Article:
╭──

IMPALA-12224: Improve error handling for shell interactive tests

Interactive shell tests can hang waiting for input if the shell process hits errors or exits. For example, the problems in the sasl package seen in IMPALA-12220 cause test_shell_interactive.py to hang. This improves the error detection/handling to avoid hangs for most common shell errors. Specifically, it adds a check for the impala-shell process exiting, and it adds a check for a failure to connect to Impala. Both would previous result in hangs. Testing: - Verified test_shell_interactive.py doesn't hang with hand tests - Remove a vital import from impala-shell so it exits instantly - Simulate a connection problem by overwriting the port with a non-functional port - Test on Redhat 9 with the IMPALA-12220 issue Change-Id: I7556fb687e06b41caa538d8c3231ec9f2ad98162 Reviewed-on: http://gerrit.cloudera.org:8080/20087 Reviewed-by: Michael Smith <michael.smith@cloudera.com> Tested-by: Joe McDonnell <joemcdonnell@cloudera.com>
2025-12-19 18:12:08 -05:00 · 2023-06-16 16:10:29 -07:00
parent a82830896b
commit bad064dbea
2 changed files with 58 additions and 9 deletions
--- a/tests/shell/util.py
+++ b/tests/shell/util.py
@@ -32,6 +32,12 @@ import sys
 import time
 from subprocess import Popen, PIPE

+# This import is the actual ImpalaShell class from impala_shell.py.
+# We rename it to ImpalaShellClass here because we later import another
+# class called ImpalaShell from tests/shell/util.py, and we don't want
+# to mask it.
+from shell.impala_shell import ImpalaShell as ImpalaShellClass
+
 from tests.common.environ import (IMPALA_LOCAL_BUILD_VERSION,
                                  ImpalaTestClusterProperties)
 from tests.common.impala_service import ImpaladService
@@ -229,10 +235,41 @@ class ImpalaShell(object):
    # if stderr is redirected.
    if wait_until_connected and (args is None or "--quiet" not in args) and \
       stderr_file is None:
+      # We don't want to hang waiting for input. So, here are the scenarios
+      # we need to handle:
+      # 1. Shell process exits
+      # 2. Shell fails to connect. This can lead to an interactive prompt
+      #    that blocks for input forever. The two messages to look for are
+      #    "Error connecting" and "Socket error"

╰──

Task to carry out:
Carry on the IMPALA-12224 commit diff on shell test error handling, starting right after its last comment line. The data comes from a separate, unrelated source.

Stored data:
╭──

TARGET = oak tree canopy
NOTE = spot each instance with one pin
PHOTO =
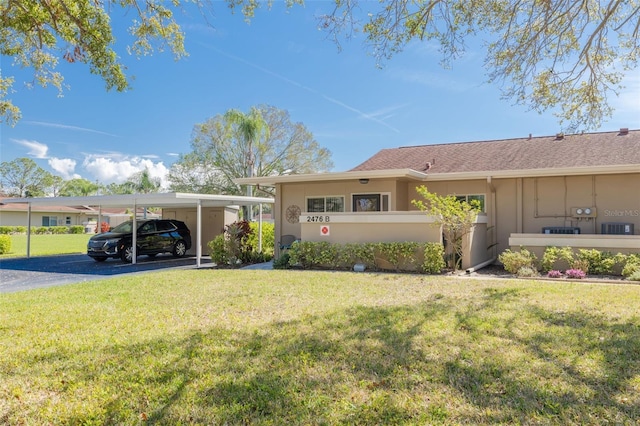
(567, 56)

╰──

Written response:
+      # 3. Process successfully connecting: "Connected to"
+      # Cases 1 and 2 should lead to an assert.
      start_time = time.time()
+      process_status = None
+      connection_err = None
      connected = False
-      while time.time() - start_time < timeout and not connected:
-        connected = "Connected to" in self.shell_process.stderr.readline()
+      while time.time() - start_time < timeout:
+        # Condition 1: check if the shell process has exited
+        # poll() returns None until the process exits
+        process_status = self.shell_process.poll()
+        if process_status is not None:
+          break
+        # readline() can block forever, so the timeout logic may not be effective
+        # if something gets stuck here.
+        line = self.shell_process.stderr.readline()
+        # Condition 2: check for errors connecting
+        if ImpalaShellClass.ERROR_CONNECTING_MESSAGE in line or \
+           ImpalaShellClass.SOCKET_ERROR_MESSAGE in line:
+          connection_err = line
+          break
+
+        # Condition 3: check if the connection is successful
+        connected = ImpalaShellClass.CONNECTED_TO_MESSAGE in line
+        if connected:
+          break
+
+      assert process_status is None, \
+          "Impala shell exited with return code {0}".format(process_status)
+      assert connection_err is None, connection_err
      assert connected, "Impala shell is not connected"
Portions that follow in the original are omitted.